▶ [TASK INSTRUCTIONS] In the stretch from the line containing "Please determine whether the rear bumper" through the end of the material, replace "rear bumper" with "front bumper" and write out only those lines, with everything else left as it is.

━━━━━ RECORDED DATA ━━━━━

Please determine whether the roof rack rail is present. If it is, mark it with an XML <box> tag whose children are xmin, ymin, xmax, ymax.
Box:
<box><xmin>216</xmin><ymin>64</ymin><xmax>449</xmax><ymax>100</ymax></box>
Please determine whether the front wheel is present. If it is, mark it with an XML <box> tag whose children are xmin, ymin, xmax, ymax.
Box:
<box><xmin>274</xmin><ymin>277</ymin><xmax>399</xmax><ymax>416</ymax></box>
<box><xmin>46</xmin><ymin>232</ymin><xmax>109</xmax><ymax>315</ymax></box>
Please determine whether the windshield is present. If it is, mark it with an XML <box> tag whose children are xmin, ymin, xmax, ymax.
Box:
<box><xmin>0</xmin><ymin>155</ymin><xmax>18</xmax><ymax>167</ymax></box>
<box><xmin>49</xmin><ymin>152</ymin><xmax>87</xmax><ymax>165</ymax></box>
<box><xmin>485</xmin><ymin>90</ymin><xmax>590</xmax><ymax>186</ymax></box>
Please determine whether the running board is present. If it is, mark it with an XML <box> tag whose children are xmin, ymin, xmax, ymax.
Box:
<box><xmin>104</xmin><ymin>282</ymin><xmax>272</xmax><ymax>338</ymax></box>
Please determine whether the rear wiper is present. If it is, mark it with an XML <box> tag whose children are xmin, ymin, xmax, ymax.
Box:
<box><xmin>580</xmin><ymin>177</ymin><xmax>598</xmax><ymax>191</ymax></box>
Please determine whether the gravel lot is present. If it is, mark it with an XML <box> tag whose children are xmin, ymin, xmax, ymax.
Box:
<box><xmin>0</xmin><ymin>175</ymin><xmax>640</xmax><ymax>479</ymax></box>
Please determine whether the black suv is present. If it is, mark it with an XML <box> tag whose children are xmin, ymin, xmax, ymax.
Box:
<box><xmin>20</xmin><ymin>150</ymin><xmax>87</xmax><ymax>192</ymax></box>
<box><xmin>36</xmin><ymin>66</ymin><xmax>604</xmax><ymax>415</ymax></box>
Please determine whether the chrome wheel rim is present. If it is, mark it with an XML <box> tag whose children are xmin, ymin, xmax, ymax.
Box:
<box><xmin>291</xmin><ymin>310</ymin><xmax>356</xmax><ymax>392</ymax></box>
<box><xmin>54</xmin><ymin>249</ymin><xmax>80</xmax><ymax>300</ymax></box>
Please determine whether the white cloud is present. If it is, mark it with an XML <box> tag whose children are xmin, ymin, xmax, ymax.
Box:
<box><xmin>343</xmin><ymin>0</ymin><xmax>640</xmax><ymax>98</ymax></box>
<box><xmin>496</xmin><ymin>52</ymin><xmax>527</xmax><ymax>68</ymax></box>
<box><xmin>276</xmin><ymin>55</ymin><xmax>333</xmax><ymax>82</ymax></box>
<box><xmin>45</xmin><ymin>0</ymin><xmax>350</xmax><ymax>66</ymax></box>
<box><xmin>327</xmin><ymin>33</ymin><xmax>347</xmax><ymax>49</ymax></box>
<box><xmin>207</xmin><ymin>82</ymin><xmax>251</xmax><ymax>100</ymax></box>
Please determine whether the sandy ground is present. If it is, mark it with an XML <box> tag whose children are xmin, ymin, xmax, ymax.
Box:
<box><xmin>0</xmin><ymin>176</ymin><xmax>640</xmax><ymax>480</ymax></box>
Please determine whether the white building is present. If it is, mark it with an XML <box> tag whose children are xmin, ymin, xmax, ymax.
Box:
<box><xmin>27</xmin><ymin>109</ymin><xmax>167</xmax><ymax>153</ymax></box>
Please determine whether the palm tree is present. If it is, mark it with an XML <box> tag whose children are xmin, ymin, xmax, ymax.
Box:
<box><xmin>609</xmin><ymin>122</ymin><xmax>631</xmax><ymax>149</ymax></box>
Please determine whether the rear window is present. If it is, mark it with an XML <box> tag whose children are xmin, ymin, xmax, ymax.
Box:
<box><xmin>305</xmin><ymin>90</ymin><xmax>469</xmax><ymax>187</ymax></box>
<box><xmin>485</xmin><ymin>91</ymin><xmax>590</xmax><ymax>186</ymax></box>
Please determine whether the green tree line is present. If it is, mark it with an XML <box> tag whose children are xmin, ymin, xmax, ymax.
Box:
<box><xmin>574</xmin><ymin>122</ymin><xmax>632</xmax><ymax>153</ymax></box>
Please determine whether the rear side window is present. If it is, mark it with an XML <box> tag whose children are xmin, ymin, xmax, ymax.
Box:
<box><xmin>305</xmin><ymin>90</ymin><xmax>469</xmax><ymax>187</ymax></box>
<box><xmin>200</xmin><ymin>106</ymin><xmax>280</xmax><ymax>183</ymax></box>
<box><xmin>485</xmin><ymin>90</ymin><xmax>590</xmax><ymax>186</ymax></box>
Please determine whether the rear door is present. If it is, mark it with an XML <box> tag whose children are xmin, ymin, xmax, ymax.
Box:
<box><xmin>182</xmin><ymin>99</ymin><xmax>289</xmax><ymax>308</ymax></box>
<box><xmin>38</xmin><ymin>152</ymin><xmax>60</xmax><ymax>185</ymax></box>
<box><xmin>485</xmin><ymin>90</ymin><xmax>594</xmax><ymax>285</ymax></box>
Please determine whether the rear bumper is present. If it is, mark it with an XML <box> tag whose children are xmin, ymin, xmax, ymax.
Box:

━━━━━

▶ [ANSWER FOR THE TASK]
Please determine whether the front bumper is present. If it is, mark it with an XML <box> tag whose children are xmin, ymin, xmax, ymax.
Box:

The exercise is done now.